— Exercise description —
Scan the entries for the word "halter", and copy every line where it appears.

— Extracted material —
BEGIN
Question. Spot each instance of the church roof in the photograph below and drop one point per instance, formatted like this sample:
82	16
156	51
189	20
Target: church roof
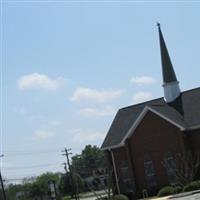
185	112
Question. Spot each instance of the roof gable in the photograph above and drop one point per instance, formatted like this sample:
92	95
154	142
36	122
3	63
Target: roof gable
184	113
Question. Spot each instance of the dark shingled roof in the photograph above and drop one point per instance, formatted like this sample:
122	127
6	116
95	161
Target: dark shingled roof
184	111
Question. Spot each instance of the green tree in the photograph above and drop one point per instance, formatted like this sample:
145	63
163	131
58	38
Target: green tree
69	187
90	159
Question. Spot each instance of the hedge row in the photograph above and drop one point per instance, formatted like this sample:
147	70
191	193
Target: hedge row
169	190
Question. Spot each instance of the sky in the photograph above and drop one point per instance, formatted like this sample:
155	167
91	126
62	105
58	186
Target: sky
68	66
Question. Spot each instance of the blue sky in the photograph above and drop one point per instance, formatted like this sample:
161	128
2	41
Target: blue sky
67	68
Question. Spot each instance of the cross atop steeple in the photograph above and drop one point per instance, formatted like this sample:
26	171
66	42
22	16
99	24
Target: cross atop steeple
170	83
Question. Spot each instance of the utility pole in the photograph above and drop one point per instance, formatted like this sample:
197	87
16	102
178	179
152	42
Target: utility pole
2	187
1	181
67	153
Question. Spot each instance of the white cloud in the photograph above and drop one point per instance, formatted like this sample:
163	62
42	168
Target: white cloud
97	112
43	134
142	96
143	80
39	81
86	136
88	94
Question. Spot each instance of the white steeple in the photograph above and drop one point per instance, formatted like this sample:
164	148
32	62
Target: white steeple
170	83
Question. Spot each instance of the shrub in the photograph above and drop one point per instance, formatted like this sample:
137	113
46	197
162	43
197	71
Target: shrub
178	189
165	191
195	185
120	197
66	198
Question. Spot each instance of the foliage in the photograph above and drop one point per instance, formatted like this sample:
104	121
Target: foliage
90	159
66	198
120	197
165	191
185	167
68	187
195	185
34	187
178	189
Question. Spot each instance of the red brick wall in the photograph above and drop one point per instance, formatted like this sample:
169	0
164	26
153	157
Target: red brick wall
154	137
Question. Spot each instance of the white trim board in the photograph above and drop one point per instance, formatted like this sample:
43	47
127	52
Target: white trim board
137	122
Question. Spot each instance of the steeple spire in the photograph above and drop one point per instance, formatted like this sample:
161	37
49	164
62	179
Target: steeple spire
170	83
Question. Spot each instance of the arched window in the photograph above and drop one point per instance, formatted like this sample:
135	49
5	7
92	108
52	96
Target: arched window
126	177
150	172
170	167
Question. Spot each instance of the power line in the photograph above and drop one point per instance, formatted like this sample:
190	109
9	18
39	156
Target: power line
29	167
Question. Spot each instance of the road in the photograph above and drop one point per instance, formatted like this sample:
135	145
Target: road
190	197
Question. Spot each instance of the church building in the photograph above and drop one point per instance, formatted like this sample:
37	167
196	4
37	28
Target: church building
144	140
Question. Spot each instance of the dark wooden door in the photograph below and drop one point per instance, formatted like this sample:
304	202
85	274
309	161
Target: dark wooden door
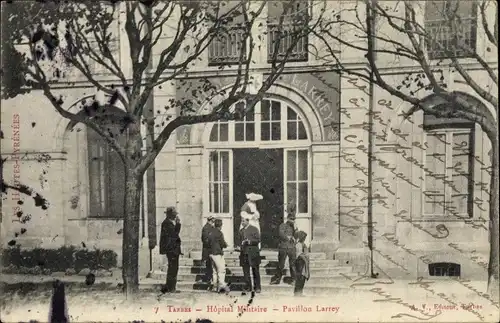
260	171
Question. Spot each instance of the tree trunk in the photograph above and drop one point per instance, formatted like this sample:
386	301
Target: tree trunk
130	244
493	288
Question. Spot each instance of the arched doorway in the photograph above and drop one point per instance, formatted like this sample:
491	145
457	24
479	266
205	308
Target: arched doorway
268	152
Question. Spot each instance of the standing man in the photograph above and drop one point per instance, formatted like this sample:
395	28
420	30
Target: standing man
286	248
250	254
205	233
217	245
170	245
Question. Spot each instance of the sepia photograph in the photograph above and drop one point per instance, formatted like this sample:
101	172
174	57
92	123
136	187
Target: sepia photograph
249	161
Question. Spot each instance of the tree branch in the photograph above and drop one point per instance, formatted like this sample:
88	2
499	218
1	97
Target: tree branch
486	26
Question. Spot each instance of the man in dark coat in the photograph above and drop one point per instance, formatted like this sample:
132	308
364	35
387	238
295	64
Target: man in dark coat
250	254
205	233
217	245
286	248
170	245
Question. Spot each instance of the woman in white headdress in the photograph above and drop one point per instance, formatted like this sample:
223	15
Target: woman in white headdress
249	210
END
BEGIN
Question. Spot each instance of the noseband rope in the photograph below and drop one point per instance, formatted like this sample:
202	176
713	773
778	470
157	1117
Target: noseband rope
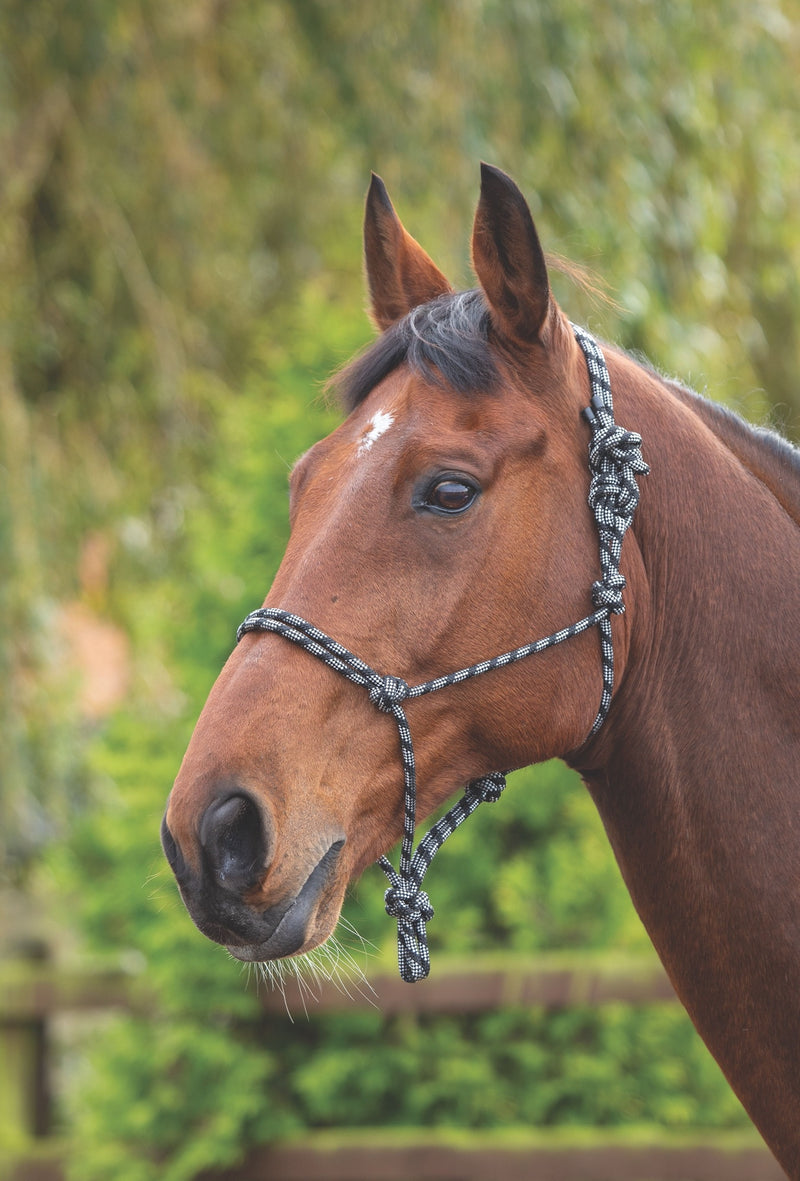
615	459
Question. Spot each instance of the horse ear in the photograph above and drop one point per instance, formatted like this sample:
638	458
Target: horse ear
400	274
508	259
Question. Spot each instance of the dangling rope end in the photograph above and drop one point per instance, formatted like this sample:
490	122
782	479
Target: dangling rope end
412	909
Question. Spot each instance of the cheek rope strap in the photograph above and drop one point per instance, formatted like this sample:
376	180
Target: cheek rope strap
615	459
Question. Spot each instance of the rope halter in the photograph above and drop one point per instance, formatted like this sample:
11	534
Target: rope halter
END
— Exercise response —
Question. Spot each instance of the rope halter in the photograph above and drop one point per instance, formatted like this sample:
Target: rope halter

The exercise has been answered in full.